- TREŚĆ POLECENIA -
Zredaguj proszę wszystkie rekordy, zastępując „noun phrase” wyrażeniem „short label”. Pozostałą treść zostaw bez zmian.

+ + +

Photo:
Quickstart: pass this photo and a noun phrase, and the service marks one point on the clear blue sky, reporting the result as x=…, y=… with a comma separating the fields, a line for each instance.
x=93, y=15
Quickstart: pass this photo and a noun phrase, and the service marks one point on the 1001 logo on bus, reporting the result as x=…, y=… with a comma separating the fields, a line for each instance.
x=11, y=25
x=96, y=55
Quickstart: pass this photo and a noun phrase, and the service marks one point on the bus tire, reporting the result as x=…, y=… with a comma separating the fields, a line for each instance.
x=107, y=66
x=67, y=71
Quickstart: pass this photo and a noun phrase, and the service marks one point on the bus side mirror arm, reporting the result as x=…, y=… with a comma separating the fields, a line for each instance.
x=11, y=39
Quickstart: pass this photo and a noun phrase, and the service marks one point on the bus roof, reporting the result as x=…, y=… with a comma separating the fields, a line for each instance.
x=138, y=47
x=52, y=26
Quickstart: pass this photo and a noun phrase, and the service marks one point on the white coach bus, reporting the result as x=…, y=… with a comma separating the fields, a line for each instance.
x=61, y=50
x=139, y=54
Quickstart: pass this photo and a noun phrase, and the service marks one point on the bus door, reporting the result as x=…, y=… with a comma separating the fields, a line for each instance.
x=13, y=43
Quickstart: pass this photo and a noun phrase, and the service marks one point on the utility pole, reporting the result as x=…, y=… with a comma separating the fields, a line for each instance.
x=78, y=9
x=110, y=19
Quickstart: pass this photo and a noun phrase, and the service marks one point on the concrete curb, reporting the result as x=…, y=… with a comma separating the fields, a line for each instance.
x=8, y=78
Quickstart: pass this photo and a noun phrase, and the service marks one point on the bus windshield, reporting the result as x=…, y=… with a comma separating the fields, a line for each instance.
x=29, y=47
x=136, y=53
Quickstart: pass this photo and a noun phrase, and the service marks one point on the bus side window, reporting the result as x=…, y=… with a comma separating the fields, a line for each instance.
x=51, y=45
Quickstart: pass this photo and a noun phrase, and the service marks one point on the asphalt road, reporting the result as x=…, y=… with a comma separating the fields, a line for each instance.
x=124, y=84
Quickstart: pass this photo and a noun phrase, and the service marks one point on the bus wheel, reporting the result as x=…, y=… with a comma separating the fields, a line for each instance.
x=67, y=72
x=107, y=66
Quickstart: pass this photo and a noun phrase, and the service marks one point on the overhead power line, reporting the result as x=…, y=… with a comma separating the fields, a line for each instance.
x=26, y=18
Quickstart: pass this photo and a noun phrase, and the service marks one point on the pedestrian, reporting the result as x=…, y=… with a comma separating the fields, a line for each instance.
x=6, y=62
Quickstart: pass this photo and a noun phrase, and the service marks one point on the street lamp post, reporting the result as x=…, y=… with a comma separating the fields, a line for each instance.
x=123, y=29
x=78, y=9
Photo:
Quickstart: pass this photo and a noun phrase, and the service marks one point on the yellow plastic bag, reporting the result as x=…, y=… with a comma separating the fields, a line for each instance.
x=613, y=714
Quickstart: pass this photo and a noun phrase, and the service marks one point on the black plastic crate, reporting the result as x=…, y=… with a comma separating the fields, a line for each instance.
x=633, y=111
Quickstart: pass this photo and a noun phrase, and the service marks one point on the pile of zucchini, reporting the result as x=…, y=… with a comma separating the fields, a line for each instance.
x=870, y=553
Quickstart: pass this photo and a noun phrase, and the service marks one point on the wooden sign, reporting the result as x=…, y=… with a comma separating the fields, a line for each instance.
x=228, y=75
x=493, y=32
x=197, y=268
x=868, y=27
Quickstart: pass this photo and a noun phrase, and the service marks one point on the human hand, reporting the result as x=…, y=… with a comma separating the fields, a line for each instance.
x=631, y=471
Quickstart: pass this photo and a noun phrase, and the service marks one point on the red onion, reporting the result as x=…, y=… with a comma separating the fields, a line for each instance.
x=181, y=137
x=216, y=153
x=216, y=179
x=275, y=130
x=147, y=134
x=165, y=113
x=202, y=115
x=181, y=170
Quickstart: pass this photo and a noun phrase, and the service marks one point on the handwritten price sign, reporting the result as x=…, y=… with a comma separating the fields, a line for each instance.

+ + +

- ODPOWIEDŹ -
Photo:
Quickstart: pass this photo and a short label, and the service marks one point on the clear blue sky, reporting the result as x=…, y=… with a comma separating the fields, a line for each instance.
x=93, y=15
Quickstart: pass this photo and a short label, and the service marks one point on the 1001 logo on bus, reporting the result as x=…, y=… with a comma separating the fields, a line for each instance.
x=11, y=25
x=96, y=55
Quickstart: pass this photo and a short label, and the service marks one point on the bus tire, reporting the result as x=…, y=… with a comma separating the fields, a line for each instance.
x=107, y=66
x=67, y=71
Quickstart: pass this photo and a short label, and the service marks one point on the bus side mirror arm, reporting the result as x=…, y=… with a comma separating the fields, a line for each instance.
x=11, y=39
Quickstart: pass this photo and a short label, and the service marks one point on the bus roof, reporting the result as x=…, y=… with a comma separating the fields, a line for each instance.
x=138, y=47
x=52, y=26
Quickstart: pass this photo and a short label, and the service marks one point on the white coach bus, reporting the result as x=…, y=… with a comma separating the fields, a line for each instance.
x=61, y=50
x=139, y=54
Quickstart: pass this photo and a short label, and the service marks one point on the bus door, reporting the result as x=…, y=… with a comma separating the fields, a line for each instance.
x=13, y=43
Quickstart: pass this photo and a short label, and the service marks one point on the utility pole, reporting the result as x=…, y=… with a comma separating the fields, a line for each instance.
x=78, y=9
x=110, y=19
Quickstart: pass this photo and a short label, and the service marks one point on the concrete curb, reporting the result as x=…, y=… with a comma separating the fields, a line for each instance.
x=8, y=78
Quickstart: pass this photo and a short label, and the service marks one point on the bus windshield, reporting the result as x=…, y=… with a comma separating the fields, a line for each instance.
x=29, y=47
x=136, y=53
Quickstart: pass this photo and a short label, and the service marks one point on the bus side window, reporting the result as x=…, y=… with a comma separating the fields, a line for each instance.
x=51, y=45
Quickstart: pass this photo and a short label, and the service marks one point on the asphalt road, reporting the result as x=…, y=… with a comma separating the fields, a line for each instance.
x=124, y=84
Quickstart: pass this photo and a short label, and the service marks one point on the bus wheel, reporting the result as x=…, y=… with a comma separating the fields, a line for each instance.
x=67, y=72
x=107, y=66
Quickstart: pass this photo and a short label, and the service marks one point on the overhead power line, reporting the result as x=…, y=… with a comma separating the fields, a line for each instance.
x=26, y=18
Quickstart: pass this photo and a short label, and the service marks one point on the pedestrian, reporting the result as x=…, y=… with a comma separating the fields, a line for each instance.
x=6, y=62
Quickstart: pass this photo and a short label, and the service marks one point on the street lamp post, reporting the result as x=…, y=… with a comma separating the fields, a line for each instance.
x=123, y=29
x=78, y=9
Photo:
Quickstart: pass this photo and a short label, and the service marks one point on the yellow plastic bag, reporting the result as x=…, y=… with a comma separating the fields, a line for each instance.
x=613, y=714
Quickstart: pass this photo and a short label, and the service marks one point on the black plastic crate, reporting the result as x=…, y=… with a comma separating the fields, a line for each instance.
x=633, y=111
Quickstart: pass this photo and a short label, and the service marks one point on the pile of zucchini, reporting the result as x=…, y=… with a comma separating the fields, a line for each instance.
x=870, y=553
Quickstart: pass this photo and a short label, and the service marks one point on the wooden sign, reporting the result as x=…, y=… with a comma separating the fields, a line for each instance.
x=228, y=75
x=493, y=32
x=197, y=268
x=868, y=27
Quickstart: pass this photo and a short label, and the service marks one point on the human hand, reporting the result as x=…, y=… with a comma separating the fields, a line for each instance.
x=631, y=471
Quickstart: pass this photo and a short label, and the service marks one point on the red onion, reporting the result as x=…, y=… with a comma separating the fields, a line for each instance.
x=181, y=137
x=216, y=153
x=216, y=179
x=275, y=130
x=147, y=134
x=165, y=113
x=202, y=115
x=181, y=170
Quickstart: pass this photo and a short label, and the service marks one point on the handwritten price sign, reporting the result as x=…, y=… with a comma separating the fields, a line for each instance.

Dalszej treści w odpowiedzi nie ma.